[REQUEST] Rewrite the rows below from the line containing "Target: green camouflage uniform" through the end of the rows, including both ends and keeping each request line as it is. Multiply every coordinate in the answers by 0.65 and round each result to a whole number, rounding halves up.

[Pointing dataset rows]
----
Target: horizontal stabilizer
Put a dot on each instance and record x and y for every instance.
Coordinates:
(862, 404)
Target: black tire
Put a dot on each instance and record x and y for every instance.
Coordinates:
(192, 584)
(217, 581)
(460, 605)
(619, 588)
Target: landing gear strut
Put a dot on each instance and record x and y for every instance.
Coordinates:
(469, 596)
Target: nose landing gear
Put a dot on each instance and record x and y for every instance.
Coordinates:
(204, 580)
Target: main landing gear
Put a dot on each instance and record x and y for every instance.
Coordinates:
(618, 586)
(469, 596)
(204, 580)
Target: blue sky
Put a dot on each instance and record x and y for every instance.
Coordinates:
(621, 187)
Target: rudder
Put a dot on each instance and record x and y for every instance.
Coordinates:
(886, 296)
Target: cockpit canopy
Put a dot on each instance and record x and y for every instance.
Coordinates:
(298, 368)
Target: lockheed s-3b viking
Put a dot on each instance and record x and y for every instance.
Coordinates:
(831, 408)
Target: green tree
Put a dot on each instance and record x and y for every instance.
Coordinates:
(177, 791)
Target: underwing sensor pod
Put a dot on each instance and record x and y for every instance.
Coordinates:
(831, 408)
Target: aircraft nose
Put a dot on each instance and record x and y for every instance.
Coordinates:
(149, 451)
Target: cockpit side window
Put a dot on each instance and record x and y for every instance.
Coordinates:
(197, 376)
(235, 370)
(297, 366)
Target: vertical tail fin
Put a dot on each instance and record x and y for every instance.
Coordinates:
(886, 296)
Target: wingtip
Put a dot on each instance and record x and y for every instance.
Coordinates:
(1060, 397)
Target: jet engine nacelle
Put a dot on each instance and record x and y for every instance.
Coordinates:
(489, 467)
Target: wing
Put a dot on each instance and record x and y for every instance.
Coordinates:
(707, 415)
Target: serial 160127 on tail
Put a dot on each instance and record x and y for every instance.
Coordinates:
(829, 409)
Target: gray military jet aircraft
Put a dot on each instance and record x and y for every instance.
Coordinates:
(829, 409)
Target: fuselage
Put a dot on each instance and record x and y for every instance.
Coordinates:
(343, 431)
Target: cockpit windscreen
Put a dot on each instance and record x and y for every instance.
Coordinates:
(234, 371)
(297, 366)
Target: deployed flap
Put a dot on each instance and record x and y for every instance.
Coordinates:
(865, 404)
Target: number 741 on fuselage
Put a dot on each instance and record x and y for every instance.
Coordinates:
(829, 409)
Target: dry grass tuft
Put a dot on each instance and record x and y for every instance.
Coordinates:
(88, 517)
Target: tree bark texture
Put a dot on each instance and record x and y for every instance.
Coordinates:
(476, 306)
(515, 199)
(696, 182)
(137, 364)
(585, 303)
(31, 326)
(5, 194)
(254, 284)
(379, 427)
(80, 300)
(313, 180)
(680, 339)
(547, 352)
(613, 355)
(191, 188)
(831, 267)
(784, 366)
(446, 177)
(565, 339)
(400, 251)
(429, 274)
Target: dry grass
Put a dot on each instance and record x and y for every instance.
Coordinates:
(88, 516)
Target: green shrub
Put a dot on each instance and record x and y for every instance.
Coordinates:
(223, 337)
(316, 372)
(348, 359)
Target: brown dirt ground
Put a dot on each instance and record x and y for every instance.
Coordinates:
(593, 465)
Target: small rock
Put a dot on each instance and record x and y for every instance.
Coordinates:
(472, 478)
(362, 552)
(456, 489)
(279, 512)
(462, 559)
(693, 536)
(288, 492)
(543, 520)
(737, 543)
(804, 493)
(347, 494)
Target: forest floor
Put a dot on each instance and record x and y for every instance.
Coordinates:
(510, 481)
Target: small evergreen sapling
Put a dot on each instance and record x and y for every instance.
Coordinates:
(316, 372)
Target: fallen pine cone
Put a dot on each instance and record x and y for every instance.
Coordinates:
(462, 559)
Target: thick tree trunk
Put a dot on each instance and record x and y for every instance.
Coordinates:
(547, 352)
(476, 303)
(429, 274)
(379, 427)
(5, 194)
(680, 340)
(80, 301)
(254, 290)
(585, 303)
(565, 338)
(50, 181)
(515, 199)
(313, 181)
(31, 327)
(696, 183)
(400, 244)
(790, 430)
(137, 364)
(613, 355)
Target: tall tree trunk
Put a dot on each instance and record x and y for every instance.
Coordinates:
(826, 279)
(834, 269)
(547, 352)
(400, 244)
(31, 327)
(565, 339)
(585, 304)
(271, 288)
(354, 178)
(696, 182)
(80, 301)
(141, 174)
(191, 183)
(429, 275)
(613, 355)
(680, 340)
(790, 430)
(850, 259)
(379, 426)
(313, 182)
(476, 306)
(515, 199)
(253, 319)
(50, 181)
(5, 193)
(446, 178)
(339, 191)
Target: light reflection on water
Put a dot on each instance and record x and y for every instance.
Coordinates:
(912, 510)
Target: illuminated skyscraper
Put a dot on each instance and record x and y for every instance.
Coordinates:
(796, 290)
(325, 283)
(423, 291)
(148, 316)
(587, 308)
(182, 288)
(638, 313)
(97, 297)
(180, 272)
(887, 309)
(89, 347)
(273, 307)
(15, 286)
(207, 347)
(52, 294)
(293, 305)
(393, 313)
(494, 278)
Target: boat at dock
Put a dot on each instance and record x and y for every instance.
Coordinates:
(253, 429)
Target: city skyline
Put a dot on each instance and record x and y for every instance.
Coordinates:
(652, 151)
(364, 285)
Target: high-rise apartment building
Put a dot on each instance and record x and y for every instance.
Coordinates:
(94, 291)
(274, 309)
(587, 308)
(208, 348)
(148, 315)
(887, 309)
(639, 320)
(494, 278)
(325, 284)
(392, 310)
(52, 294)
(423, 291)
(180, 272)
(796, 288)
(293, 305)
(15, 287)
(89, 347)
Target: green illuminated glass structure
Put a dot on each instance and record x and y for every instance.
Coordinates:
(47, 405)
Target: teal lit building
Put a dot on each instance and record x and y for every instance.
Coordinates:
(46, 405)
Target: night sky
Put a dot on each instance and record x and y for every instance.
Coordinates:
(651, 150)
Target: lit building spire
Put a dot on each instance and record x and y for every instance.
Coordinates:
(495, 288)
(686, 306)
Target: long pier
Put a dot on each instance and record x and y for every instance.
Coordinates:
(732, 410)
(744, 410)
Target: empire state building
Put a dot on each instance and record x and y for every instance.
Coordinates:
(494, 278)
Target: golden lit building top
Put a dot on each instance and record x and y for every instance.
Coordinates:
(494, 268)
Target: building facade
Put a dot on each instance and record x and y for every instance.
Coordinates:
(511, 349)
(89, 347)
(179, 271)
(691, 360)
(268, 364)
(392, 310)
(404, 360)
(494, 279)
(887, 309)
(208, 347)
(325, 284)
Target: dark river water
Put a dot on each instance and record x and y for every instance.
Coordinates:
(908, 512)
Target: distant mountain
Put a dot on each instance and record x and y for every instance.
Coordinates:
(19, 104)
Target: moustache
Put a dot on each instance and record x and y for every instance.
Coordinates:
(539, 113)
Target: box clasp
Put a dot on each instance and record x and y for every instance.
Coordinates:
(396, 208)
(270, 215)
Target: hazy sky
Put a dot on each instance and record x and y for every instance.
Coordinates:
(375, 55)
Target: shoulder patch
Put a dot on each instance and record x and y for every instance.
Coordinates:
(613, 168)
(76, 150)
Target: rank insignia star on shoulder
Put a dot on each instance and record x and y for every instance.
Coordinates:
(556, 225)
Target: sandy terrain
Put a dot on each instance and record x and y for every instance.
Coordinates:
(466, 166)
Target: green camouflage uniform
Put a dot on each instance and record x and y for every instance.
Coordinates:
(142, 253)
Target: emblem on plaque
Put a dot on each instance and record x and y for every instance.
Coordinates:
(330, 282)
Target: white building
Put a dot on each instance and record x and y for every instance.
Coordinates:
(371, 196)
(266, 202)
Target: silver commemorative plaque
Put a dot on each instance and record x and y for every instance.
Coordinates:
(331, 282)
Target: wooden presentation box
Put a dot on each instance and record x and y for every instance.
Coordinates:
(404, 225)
----
[TASK ANSWER]
Target: green camouflage uniform
Put a dot on each instance and record x and y for every instance.
Coordinates:
(92, 164)
Target: emblem on plaque
Put a dot on each instance and record x and y for every instance.
Coordinates:
(215, 183)
Target: white building
Put a dot on each instance and record x and y for every instance.
Coordinates:
(241, 127)
(173, 131)
Target: silver commemorative plaque
Put a dot on each instance and record x and y for every instance.
Coordinates:
(215, 183)
Target: wooden presentation box
Put a dot on each instance and record x and y for every instance.
Coordinates:
(263, 146)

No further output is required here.